Description of the task: Filter the records down to the lines that hold the word "mountain", and copy each of those lines.

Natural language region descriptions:
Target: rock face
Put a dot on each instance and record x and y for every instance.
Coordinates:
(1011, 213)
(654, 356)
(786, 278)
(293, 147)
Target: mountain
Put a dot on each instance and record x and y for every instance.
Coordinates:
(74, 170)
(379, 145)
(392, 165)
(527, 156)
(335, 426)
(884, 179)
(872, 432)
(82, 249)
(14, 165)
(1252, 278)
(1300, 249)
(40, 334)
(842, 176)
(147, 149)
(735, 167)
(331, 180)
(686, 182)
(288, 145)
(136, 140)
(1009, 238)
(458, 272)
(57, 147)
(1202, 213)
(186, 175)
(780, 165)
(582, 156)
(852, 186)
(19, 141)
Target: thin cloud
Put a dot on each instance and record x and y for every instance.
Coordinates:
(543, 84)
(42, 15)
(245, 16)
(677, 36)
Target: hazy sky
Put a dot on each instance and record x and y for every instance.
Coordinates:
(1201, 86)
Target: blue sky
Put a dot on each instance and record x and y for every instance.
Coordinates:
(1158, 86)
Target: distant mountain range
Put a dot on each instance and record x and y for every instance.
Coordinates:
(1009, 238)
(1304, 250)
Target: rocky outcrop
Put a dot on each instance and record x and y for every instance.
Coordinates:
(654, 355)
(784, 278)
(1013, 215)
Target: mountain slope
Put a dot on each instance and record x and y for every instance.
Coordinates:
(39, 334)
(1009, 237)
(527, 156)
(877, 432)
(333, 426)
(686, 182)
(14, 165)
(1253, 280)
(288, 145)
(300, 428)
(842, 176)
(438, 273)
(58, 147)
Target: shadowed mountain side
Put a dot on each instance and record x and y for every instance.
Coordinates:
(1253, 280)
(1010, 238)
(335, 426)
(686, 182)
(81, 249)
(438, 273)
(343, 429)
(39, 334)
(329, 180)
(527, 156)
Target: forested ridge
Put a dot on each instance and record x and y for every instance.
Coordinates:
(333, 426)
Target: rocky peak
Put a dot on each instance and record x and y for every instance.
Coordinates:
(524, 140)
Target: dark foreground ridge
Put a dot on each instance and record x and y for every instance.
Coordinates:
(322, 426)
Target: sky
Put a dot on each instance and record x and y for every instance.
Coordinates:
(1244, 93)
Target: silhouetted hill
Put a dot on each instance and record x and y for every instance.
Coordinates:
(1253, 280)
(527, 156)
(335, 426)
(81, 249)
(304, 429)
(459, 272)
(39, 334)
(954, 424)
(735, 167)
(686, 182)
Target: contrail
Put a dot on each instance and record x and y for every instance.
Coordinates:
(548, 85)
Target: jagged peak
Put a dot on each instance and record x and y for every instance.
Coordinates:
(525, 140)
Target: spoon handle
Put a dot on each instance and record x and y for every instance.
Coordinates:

Reply to the exercise:
Target: mountain
Target: distant mountain range
Target: mountain slope
Target: shadowed mountain side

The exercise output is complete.